**Textauszug**
Ich war 16, als ich das erste Mal trank. Der Rausch glich einer Offenbarung. Ich konnte endlich die Person sein, die ich sein wollte. Normalerweise war ich still und schüchtern. Mit Alkohol selbstbewusst und lustig. Ich litt unter meiner Scheu. Doch ich vertraute meine Probleme niemandem an. Ich legte das Abitur ab, hatte einen guten Schnitt und schrieb mich an einer Uni ein. Das Schüchterne würde sich sicherlich verwachsen, dachte ich. Vielleicht müsste ich nur älter werden und der Mut käme wie von selbst.

 

Studium:

Ich wurde älter. Das Schüchterne blieb. Ich erinnere mich an kaum einen Tag meines Studiums, an dem ich auf den Alkohol verzichtet hätte. Ich frönte dem Rausch. Auf Partys, in der Disco, in Fußballstadien, in Kneipen, in denen ich bis zum Morgengrauen versackte. Ich hatte einen einfachen Lösungsschlüssel gefunden, um mein Leben halbwegs angenehm zu gestalten. Die Nacht war Sensation. Der Minderwert, der mich bei Tag bedrückte, eine Qual. Das Mittel erträglich.

 

Arbeit:

Mit 24 schloss ich mein Studium ab und zog für meinen ersten Job nach Köln. Hätte ich ehrlich geschaut, ich hätte bemerkt, dass der Alkohol mein Leben mehr bestimmte als ich es zugeben wollte. Je anspruchsvoller die Aufgaben wurden, umso dringlicher schielte ich auf den abendlichen Ausgleich. Meinen Konsum hatte ich auf zwei bis drei Flaschen hochgeschraubt und meine Verabredungen plante ich längst nicht mehr frei. Ein Tee-Abend? Für mich ein Tabu. Ich wählte die Geselligkeit danach aus, dass mir der Alkohol sicher war. In meinem Kalender hielt ich fest, wann ich zuletzt mit wem unterwegs gewesen war. Niemals feierte ich in Folge mit der gleichen Person. Auf diese Weise fiel mein Konsum weniger auf.

**Aufgabendetails**
Gib aus dem Textauszug alles von „Ich war 16, als“ bis hinunter zu „wie von selbst.“ wortgetreu wieder. Stütze dich ausschließlich auf den Textauszug.

**Ausgewählte Daten**
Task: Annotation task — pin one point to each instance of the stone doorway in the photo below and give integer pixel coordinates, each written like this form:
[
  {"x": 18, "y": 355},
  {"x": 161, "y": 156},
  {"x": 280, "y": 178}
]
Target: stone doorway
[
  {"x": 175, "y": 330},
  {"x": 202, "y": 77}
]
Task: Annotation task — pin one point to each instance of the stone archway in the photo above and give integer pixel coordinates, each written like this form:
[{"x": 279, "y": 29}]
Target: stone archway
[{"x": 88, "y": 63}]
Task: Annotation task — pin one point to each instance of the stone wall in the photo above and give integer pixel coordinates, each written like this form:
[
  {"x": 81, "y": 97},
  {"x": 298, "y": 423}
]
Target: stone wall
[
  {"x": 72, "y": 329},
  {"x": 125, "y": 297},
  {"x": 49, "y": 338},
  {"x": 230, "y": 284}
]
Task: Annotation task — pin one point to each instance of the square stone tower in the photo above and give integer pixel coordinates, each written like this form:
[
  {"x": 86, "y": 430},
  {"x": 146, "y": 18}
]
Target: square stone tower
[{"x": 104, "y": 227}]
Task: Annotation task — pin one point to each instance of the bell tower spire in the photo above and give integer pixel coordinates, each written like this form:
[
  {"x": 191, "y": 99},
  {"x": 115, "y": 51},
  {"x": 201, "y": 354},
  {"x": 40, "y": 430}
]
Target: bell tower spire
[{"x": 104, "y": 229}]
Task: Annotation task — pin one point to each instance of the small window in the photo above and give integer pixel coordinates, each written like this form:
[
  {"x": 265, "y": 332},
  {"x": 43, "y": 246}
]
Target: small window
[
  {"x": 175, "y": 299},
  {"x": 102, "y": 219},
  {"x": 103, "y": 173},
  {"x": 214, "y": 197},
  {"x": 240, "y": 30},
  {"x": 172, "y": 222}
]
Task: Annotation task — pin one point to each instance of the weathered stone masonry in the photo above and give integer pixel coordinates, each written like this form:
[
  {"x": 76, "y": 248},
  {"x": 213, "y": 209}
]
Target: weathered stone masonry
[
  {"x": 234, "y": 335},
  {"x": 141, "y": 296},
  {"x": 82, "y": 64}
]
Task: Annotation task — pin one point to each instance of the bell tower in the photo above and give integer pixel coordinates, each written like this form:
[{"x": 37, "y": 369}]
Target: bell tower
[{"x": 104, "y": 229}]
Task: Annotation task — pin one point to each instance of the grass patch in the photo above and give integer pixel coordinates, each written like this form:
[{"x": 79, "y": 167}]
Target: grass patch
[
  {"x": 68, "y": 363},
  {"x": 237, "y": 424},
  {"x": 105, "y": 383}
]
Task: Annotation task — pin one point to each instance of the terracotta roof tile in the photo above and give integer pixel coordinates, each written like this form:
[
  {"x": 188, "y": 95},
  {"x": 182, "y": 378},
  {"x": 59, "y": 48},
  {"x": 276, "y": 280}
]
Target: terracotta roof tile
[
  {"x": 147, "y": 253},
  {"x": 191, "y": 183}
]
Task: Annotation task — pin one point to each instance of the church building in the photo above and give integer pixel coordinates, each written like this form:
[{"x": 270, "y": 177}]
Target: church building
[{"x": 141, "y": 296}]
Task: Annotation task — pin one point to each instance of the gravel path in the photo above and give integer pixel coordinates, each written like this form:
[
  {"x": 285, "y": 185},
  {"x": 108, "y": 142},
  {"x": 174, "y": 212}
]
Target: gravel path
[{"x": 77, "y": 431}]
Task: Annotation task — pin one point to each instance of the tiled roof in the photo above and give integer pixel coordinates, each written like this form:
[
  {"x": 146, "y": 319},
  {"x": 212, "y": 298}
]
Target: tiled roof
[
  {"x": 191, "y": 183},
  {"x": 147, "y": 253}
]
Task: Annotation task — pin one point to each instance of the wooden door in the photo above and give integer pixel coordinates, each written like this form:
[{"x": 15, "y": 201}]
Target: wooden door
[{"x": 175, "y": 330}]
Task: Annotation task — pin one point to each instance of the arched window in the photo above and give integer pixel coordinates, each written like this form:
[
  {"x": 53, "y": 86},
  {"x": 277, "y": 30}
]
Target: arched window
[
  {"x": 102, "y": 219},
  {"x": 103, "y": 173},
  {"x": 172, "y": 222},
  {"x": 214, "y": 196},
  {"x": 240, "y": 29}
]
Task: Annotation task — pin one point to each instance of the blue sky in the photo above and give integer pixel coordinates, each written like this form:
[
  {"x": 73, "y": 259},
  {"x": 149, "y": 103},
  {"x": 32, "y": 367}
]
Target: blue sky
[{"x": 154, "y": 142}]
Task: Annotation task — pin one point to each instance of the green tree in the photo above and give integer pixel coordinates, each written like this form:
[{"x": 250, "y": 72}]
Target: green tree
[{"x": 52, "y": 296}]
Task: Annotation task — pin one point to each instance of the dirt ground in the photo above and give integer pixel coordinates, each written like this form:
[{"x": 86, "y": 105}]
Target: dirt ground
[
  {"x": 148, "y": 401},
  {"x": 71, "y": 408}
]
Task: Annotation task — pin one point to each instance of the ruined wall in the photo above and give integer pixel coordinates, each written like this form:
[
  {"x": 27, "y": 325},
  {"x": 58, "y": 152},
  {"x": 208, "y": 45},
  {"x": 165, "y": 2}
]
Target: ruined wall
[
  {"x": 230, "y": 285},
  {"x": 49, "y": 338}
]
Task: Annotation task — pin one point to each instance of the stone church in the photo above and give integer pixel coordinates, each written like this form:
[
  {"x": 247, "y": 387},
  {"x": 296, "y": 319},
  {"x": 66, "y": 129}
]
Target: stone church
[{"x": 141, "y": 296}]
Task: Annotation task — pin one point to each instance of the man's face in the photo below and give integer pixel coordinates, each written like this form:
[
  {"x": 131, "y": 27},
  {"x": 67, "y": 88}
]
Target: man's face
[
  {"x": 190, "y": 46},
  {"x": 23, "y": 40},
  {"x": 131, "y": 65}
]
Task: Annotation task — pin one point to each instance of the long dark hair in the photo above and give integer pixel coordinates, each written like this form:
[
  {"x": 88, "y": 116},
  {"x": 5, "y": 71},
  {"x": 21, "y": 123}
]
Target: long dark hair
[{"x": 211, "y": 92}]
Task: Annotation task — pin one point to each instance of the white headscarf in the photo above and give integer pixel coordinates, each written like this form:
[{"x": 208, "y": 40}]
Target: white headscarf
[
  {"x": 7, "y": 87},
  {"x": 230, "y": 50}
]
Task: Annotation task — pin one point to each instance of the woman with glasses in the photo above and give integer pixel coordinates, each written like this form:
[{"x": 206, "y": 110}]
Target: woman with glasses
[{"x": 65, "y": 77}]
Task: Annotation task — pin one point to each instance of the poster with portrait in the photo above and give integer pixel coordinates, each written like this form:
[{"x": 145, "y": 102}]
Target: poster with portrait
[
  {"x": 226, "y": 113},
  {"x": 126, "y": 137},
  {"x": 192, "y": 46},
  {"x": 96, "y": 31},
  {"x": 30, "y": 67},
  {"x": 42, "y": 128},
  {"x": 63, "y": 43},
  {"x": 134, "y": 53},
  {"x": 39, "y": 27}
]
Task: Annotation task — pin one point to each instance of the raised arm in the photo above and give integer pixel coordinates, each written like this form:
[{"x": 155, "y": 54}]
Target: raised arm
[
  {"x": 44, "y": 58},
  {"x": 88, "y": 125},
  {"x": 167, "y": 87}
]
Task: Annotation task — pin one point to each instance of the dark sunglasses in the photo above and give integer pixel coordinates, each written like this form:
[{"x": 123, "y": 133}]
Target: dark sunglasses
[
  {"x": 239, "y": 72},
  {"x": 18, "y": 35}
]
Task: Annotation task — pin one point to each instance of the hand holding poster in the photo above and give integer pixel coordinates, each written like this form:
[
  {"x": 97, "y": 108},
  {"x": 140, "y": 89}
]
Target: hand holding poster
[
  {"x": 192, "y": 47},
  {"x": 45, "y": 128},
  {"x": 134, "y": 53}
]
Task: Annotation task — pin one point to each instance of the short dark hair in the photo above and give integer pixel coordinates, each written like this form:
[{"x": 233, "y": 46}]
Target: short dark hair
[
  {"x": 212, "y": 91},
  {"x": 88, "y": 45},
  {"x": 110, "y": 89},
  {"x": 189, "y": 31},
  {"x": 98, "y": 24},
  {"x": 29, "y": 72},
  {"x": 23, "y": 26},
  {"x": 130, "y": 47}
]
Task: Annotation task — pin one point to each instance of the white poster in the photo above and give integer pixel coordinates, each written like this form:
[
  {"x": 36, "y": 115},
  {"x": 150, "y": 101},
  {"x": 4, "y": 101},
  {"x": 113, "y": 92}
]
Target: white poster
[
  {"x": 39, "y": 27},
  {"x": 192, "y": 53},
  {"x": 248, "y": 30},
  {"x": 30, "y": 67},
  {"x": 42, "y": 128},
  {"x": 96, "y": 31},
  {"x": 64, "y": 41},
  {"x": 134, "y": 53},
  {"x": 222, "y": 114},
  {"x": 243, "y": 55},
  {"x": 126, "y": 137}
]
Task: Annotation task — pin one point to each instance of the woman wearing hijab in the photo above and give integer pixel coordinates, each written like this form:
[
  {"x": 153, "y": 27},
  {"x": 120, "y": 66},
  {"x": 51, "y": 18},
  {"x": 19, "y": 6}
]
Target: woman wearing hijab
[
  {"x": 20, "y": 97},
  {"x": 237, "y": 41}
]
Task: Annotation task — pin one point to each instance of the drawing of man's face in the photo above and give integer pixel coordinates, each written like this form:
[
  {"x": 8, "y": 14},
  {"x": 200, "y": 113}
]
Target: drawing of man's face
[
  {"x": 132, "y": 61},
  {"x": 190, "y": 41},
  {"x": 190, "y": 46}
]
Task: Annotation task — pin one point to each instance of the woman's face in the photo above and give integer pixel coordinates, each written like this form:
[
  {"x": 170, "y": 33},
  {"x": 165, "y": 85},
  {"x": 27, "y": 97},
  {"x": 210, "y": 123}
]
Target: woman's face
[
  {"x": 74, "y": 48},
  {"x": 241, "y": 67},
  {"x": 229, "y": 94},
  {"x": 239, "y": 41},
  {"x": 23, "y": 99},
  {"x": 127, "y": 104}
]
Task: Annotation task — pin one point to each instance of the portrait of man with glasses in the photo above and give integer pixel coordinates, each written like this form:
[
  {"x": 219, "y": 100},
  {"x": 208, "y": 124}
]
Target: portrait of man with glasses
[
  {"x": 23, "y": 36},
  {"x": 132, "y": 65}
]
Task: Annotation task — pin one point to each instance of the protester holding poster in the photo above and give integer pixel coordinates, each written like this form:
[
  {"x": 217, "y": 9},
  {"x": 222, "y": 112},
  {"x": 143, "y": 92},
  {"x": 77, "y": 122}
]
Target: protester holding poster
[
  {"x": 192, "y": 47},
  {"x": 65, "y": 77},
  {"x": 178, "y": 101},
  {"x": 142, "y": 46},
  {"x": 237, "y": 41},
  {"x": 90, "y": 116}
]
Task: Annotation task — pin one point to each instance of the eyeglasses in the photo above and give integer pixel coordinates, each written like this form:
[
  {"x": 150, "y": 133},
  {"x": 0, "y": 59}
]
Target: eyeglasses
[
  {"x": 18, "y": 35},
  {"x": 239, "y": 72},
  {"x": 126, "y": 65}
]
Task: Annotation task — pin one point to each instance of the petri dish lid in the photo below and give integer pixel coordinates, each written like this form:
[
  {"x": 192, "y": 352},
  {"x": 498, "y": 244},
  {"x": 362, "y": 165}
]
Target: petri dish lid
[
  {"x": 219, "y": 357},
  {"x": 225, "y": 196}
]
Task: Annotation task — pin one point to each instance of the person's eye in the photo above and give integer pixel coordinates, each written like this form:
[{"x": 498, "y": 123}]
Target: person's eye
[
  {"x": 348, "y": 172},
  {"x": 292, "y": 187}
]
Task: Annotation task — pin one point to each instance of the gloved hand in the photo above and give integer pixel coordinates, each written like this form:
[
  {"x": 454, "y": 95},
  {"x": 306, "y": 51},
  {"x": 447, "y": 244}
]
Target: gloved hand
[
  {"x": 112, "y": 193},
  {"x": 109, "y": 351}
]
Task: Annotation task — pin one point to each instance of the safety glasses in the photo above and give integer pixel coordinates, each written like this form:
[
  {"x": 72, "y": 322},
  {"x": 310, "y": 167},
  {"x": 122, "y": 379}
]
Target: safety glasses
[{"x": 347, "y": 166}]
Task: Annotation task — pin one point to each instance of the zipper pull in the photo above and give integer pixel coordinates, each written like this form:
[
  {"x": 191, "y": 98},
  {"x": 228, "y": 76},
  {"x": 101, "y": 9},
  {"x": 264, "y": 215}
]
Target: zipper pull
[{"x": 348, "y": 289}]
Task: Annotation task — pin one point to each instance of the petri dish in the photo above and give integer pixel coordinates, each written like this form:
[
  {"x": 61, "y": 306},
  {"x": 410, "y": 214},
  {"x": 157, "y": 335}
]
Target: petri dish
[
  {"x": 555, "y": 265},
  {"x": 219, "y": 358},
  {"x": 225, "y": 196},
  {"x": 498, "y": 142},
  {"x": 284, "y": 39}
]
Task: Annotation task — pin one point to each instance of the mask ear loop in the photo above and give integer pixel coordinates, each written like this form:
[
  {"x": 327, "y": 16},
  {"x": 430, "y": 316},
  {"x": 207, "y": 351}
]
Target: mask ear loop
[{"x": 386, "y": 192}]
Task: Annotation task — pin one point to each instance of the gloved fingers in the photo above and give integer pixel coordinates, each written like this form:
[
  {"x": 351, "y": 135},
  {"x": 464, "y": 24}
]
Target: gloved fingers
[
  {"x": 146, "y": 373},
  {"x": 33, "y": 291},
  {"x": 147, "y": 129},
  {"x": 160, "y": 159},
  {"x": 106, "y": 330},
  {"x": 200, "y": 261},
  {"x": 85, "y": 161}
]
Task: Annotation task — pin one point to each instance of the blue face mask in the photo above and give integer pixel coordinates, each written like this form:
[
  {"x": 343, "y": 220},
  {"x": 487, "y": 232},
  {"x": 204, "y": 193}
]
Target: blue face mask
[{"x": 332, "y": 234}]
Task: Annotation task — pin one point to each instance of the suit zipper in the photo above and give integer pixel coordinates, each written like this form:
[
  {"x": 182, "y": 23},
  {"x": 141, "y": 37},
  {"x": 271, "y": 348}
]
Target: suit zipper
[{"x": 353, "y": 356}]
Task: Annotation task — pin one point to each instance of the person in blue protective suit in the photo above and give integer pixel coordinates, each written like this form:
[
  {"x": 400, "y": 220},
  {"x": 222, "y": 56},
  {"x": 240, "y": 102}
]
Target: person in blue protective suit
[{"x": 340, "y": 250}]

**Ergebnis der Aufgabe**
Ich war 16, als ich das erste Mal trank. Der Rausch glich einer Offenbarung. Ich konnte endlich die Person sein, die ich sein wollte. Normalerweise war ich still und schüchtern. Mit Alkohol selbstbewusst und lustig. Ich litt unter meiner Scheu. Doch ich vertraute meine Probleme niemandem an. Ich legte das Abitur ab, hatte einen guten Schnitt und schrieb mich an einer Uni ein. Das Schüchterne würde sich sicherlich verwachsen, dachte ich. Vielleicht müsste ich nur älter werden und der Mut käme wie von selbst.